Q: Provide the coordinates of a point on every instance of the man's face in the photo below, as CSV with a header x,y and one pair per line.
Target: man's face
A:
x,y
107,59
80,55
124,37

□ □ □

#### ASSIGNMENT:
Filter the lines above so that only those with the string "face" remain, then copy them.

#### TASK RESULT:
Q: Provide the coordinates of a point on every instance of the man's face in the photo below, as CSV with a header x,y and one pair per line.
Target: man's face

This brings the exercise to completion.